JOB —
Can you switch every "marker" in the records below to "dot" and leave everything else unchanged?

(Excerpts from point annotation data)
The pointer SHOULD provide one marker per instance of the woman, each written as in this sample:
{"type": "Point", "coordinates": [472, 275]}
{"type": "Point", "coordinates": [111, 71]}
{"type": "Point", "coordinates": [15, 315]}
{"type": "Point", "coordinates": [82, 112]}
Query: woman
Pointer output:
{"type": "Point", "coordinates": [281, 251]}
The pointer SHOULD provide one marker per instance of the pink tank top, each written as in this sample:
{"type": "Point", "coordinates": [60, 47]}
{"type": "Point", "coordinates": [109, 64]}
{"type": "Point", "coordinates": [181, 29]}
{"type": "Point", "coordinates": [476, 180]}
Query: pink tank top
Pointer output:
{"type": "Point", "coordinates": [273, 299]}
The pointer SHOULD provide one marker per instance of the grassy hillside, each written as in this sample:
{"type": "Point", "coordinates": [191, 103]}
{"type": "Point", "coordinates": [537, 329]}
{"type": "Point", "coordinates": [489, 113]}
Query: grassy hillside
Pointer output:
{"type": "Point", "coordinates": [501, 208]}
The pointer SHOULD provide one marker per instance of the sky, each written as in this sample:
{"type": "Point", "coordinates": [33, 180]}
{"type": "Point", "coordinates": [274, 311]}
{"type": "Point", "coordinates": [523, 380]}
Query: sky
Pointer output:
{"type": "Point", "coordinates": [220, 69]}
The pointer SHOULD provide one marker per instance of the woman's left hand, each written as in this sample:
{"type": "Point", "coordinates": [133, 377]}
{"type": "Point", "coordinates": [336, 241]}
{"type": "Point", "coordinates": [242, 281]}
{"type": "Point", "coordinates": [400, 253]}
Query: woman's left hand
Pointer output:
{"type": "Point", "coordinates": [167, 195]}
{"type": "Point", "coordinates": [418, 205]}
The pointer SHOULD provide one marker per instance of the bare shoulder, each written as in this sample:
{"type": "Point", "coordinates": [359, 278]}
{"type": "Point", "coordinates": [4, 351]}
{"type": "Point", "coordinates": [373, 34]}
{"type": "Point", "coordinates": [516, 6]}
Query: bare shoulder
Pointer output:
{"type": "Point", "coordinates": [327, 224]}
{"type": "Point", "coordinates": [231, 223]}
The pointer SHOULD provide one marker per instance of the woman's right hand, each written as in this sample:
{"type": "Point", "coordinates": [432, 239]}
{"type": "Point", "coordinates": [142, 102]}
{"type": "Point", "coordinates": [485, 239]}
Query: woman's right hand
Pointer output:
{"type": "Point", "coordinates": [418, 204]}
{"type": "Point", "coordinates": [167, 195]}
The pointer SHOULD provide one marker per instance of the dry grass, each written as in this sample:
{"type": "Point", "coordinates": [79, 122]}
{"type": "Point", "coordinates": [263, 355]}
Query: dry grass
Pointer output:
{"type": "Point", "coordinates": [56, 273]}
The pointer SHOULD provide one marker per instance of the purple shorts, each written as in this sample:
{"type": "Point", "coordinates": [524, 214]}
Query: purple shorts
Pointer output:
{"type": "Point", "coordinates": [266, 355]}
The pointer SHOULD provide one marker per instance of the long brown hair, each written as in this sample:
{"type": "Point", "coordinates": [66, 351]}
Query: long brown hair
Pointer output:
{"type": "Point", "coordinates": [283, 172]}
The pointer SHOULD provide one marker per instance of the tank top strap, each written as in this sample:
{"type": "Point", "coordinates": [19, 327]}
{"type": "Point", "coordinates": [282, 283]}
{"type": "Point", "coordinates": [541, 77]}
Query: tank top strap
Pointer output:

ANSWER TO THE TASK —
The pointer SHOULD provide one dot per instance of the woman, each written as in this sample:
{"type": "Point", "coordinates": [472, 275]}
{"type": "Point", "coordinates": [111, 71]}
{"type": "Point", "coordinates": [15, 315]}
{"type": "Point", "coordinates": [82, 112]}
Query: woman
Pointer output:
{"type": "Point", "coordinates": [281, 251]}
The pointer SHOULD provide one dot per instance of the pink tank top, each written as in this sample:
{"type": "Point", "coordinates": [60, 47]}
{"type": "Point", "coordinates": [109, 64]}
{"type": "Point", "coordinates": [181, 29]}
{"type": "Point", "coordinates": [476, 180]}
Query: pink tank top
Pointer output:
{"type": "Point", "coordinates": [273, 299]}
The pointer SHOULD provide one dot per instance of the grassy hillside, each written as in this sample:
{"type": "Point", "coordinates": [191, 103]}
{"type": "Point", "coordinates": [537, 329]}
{"type": "Point", "coordinates": [489, 113]}
Query: grassy hillside
Pointer output:
{"type": "Point", "coordinates": [501, 208]}
The pointer SHOULD provide one dot per instance of the sky, each written as in this sample:
{"type": "Point", "coordinates": [33, 180]}
{"type": "Point", "coordinates": [274, 311]}
{"type": "Point", "coordinates": [523, 380]}
Query: sky
Pointer output:
{"type": "Point", "coordinates": [220, 69]}
The pointer SHOULD provide one dot per instance of the woman's left hand, each written as in this sample:
{"type": "Point", "coordinates": [133, 377]}
{"type": "Point", "coordinates": [336, 241]}
{"type": "Point", "coordinates": [242, 281]}
{"type": "Point", "coordinates": [400, 253]}
Query: woman's left hand
Pointer output:
{"type": "Point", "coordinates": [167, 195]}
{"type": "Point", "coordinates": [418, 205]}
The pointer SHOULD provide one dot per instance of the bare shoulder, each written as in this sample:
{"type": "Point", "coordinates": [359, 278]}
{"type": "Point", "coordinates": [4, 351]}
{"type": "Point", "coordinates": [373, 34]}
{"type": "Point", "coordinates": [516, 6]}
Query: bare shoulder
Pointer output:
{"type": "Point", "coordinates": [327, 224]}
{"type": "Point", "coordinates": [231, 223]}
The pointer SHOULD provide one dot per instance of the woman's right hand, each written as in this sample:
{"type": "Point", "coordinates": [432, 239]}
{"type": "Point", "coordinates": [142, 102]}
{"type": "Point", "coordinates": [485, 239]}
Query: woman's right hand
Pointer output:
{"type": "Point", "coordinates": [418, 204]}
{"type": "Point", "coordinates": [167, 195]}
The pointer SHOULD provide one dot per instance of the dry grass, each written as in this sample:
{"type": "Point", "coordinates": [79, 122]}
{"type": "Point", "coordinates": [263, 355]}
Query: dry grass
Pointer output:
{"type": "Point", "coordinates": [56, 273]}
The pointer SHOULD provide one dot per instance of the purple shorts, each written as in this sample:
{"type": "Point", "coordinates": [524, 214]}
Query: purple shorts
Pointer output:
{"type": "Point", "coordinates": [266, 355]}
The pointer SHOULD provide one dot per instance of the long brown hair, each written as in this sample:
{"type": "Point", "coordinates": [66, 351]}
Query: long brown hair
Pointer output:
{"type": "Point", "coordinates": [283, 172]}
The pointer SHOULD provide one dot per instance of the tank top strap, each written as in this sample:
{"type": "Point", "coordinates": [19, 327]}
{"type": "Point", "coordinates": [282, 283]}
{"type": "Point", "coordinates": [541, 77]}
Query: tank top strap
Pointer output:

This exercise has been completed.